** Start Text to read **
Well, It finally came. After almost a year of waiting, they released the amazing camp stove that can recharge your cell phone or other USB powered device using the thermoelectric effect. (Long-explanation-short; it uses temperature differences “ΔT” to produce electricity).
I must say it’s pretty cool, if not a bit quirky and temperamental.
It arrived via UPS in a cardboard box sporting BioLites logo, packed snugly within and it came with an instruction pamphlet, a double male USB cord, 5 tinder sticks and a carry bag.
The power unit was wrapped in cardboard and placed in the main stove body. It was so snug I had issues getting it out and thought I might pull the top off of the unit. With a bit of jiggling it broke free and slid right out.
The instructions state that you really should charge it with the included USB cable for at least 2 hours before first use, but I couldn’t wait that long. I only let it charge for about 20 minutes.
I can now tell you that they mean what they say: I got less than optimal results in the USB charging by ignoring that bit of instruction.
The legs fold up under the stove body and the power unit stores inside the stove and when its all packed up it’s about the size of a Nalgene bottle, and a bit lighter than 2 pounds.
The power unit attaches very easily to the stove body. With the legs folded under, insert the temperature probe into the hole and then open the leg over the bottom tab of the power pack and it’s secure. Couldn’t be any more simple.
To light it, fill the chamber loosely with your tinder and kindling, light a fire stick, let it get about 1/3 engulfed and then light the kindling bundle, leaving the fire stick within. After the bundle begins burning pretty good on its own, push the power button once to turn the fan on low. Immediately the air begins to circulate and whip the fire into a frenzy, super charging the burn chamber so that every bit of fuel gets burned. Not much waste escapes.
The fan has a noticeable hum to it, similar to a small computer CPU fan, but If you’re bringing electronics to charge on the trail, you probably won’t be bothered by another minor source of tech-noise.
I’ve found that it’s rarely needed to turn the fan on high. Keeping it on low is plenty sufficient to keep the combustion running hot and smooth.
I didn’t use the included tinder sticks to start the fire, I had some old dry cedar shakes I use for kindling and they don’t require much to get going at all.
It’s amazing to see it in action. It’s like an afterburner: The smoke and wood gas that normally floats off into the atmosphere gets recirculated until every bit of it is burned.
** End Text to read **
** Start Information supplied **
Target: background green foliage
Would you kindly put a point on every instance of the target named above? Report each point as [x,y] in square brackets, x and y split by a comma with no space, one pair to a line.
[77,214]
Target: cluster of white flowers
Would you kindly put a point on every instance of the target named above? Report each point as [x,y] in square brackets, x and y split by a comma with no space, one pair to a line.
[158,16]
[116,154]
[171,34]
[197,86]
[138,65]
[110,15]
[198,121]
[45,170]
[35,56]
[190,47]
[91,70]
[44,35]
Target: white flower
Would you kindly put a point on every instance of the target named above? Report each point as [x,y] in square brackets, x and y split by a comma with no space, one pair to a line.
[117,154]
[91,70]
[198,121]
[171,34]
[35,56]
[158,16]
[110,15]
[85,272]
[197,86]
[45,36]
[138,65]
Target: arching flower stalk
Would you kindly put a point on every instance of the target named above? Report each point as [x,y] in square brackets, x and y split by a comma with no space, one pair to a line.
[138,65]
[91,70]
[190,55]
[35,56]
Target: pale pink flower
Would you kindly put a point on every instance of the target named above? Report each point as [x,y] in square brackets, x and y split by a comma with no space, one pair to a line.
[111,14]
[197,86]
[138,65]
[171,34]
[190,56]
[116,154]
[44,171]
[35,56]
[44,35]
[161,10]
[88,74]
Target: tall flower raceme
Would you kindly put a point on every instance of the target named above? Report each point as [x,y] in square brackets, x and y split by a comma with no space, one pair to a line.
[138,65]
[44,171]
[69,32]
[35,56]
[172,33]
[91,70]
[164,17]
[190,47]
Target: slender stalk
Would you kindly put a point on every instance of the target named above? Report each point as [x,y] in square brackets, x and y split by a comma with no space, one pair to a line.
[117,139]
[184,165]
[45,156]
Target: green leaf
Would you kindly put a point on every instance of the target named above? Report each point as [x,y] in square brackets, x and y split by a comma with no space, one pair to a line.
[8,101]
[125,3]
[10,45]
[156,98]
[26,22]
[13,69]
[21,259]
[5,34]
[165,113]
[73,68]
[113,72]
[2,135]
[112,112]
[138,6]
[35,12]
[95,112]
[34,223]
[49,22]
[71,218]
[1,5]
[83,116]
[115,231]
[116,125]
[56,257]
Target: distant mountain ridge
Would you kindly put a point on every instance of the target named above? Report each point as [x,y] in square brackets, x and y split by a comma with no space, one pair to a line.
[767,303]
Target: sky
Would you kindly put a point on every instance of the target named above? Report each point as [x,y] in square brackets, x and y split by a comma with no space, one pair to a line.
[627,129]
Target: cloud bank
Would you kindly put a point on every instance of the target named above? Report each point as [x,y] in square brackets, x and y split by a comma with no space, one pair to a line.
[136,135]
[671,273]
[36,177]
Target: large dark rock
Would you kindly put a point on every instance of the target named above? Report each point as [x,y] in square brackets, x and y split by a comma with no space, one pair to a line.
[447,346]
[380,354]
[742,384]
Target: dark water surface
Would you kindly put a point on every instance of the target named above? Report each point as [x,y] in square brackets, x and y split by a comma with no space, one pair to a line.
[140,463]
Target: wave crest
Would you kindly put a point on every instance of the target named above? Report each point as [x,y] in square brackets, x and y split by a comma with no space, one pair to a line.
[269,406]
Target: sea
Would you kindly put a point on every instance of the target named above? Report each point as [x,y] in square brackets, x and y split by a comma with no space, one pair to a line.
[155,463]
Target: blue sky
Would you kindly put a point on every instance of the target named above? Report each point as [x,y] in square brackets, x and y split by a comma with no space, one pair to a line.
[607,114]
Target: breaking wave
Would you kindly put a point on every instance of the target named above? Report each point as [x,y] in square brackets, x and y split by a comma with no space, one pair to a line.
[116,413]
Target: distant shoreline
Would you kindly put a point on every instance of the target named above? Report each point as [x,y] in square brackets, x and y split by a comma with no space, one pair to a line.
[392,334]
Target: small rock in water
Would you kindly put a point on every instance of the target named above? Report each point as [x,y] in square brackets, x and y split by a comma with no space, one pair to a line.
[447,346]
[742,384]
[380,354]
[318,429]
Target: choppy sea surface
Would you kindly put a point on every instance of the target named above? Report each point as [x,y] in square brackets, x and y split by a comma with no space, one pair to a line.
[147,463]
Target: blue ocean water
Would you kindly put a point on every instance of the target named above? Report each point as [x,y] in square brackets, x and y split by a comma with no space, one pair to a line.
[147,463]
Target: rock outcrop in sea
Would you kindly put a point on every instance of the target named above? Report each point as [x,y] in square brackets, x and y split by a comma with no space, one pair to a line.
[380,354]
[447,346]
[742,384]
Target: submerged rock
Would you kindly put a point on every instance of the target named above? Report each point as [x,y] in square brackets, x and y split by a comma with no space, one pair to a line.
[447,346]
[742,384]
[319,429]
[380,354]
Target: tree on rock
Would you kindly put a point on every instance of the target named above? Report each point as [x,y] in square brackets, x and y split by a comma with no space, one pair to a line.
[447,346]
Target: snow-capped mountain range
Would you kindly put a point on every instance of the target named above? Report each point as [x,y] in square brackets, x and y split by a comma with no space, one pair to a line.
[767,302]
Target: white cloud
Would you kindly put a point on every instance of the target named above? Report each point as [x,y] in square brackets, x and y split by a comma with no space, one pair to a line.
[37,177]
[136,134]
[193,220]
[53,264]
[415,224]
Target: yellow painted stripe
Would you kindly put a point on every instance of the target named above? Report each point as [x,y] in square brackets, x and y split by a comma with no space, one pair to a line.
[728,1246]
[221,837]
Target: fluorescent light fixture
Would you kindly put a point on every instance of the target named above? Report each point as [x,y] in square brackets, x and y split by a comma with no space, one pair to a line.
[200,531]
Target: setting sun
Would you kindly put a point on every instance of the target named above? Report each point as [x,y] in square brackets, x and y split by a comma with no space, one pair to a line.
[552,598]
** End Information supplied **
Directive ::
In the camp stove review, how long should the stove be charged with the included USB cable before first use, please?

The reply ::
At least 2 hours.